What is expected
Write out exactly the lines running from the line that includes "Q: innermost point of each instance of the fluorescent" to the end of the data, both ends included, and nothing besides.

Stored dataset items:
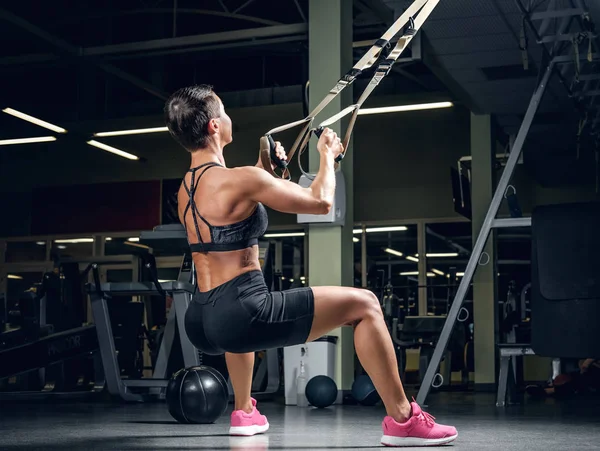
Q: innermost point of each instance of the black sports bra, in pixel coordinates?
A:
(240, 235)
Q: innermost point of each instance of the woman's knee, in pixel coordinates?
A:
(367, 304)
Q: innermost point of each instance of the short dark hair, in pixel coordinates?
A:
(187, 114)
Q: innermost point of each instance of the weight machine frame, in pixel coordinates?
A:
(556, 56)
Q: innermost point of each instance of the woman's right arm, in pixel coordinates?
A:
(288, 197)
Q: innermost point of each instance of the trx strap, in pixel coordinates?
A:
(267, 145)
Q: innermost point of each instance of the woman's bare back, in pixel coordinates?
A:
(218, 202)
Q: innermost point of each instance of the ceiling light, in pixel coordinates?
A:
(283, 235)
(141, 246)
(114, 150)
(136, 131)
(39, 139)
(401, 108)
(381, 229)
(442, 254)
(34, 120)
(393, 252)
(75, 240)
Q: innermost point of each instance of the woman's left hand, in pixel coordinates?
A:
(279, 151)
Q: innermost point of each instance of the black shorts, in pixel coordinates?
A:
(243, 316)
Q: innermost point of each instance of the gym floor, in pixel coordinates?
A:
(84, 425)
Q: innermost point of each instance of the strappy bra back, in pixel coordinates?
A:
(231, 237)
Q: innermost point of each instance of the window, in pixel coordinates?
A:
(72, 248)
(391, 263)
(449, 247)
(25, 251)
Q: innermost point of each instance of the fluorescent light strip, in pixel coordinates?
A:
(114, 150)
(393, 252)
(141, 246)
(401, 108)
(440, 254)
(39, 139)
(136, 131)
(34, 120)
(416, 273)
(283, 235)
(382, 229)
(75, 240)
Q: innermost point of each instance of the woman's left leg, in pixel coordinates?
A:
(241, 368)
(245, 418)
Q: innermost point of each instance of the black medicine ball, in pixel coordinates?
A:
(321, 391)
(197, 395)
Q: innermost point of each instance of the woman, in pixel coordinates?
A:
(233, 311)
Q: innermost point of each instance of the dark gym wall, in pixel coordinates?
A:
(402, 163)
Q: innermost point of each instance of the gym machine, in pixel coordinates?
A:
(141, 389)
(571, 67)
(38, 359)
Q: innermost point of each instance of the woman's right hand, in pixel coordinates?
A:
(329, 143)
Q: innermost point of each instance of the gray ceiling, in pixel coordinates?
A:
(81, 58)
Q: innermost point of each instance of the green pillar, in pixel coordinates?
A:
(484, 280)
(330, 249)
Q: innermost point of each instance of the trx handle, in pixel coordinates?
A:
(318, 132)
(281, 164)
(268, 157)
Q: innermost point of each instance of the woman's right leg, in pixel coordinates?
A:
(336, 306)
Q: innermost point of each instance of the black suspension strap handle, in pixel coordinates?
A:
(421, 7)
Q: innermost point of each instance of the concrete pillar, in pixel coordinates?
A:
(330, 249)
(484, 280)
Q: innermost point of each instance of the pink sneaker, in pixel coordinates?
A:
(419, 430)
(252, 423)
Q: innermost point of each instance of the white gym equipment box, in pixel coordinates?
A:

Reply to the exercise
Q: innermost point of each instance of the fluorescent light strip, in pixel coordinates?
A:
(114, 150)
(393, 252)
(141, 246)
(401, 108)
(440, 254)
(39, 139)
(136, 131)
(34, 120)
(416, 273)
(283, 235)
(382, 229)
(75, 240)
Q: innermost point of each instance of the woman's left leg, in pixel coordinates?
A:
(241, 368)
(245, 418)
Q: innermost point of each instance of the black medicine ball, in pixel coordinates?
A:
(321, 391)
(197, 395)
Q: innermost point of each instance of the woman, in pixel coordinates?
A:
(233, 311)
Q: innermost point of each instance of the dark gym wall, in pixel coordinates?
A:
(402, 163)
Q: innermost point of each instance of the gym machine, in pixel coordinates?
A:
(141, 389)
(571, 67)
(38, 359)
Q: innermost point of each instance of the woman's right hand, in pixel coordinates?
A:
(329, 143)
Q: innermost point of each instance of the gray ceiling, in pixel coordinates?
A:
(81, 58)
Q: innermost point of each instance of the green pillar, in pixel coordinates?
A:
(484, 280)
(330, 249)
Q: innermost point of each instance of the trx handle, in pixel coordinates?
A:
(318, 132)
(281, 164)
(268, 157)
Q: innermost point of each instance of the woman's right leg, in pixel coordinates?
A:
(336, 306)
Q: innermost point of each instance of the black suspension strap handle, in pixel coordinates?
A:
(421, 7)
Q: innermost point of each instance of the concrete pillar, in pixel coordinates?
A:
(330, 249)
(484, 280)
Q: innermost point of each instance of the pink sneaker, in pixel coordinates?
A:
(419, 430)
(252, 423)
Q: innermost point of each instance of the white gym equipment box, in pixel coordinates?
A:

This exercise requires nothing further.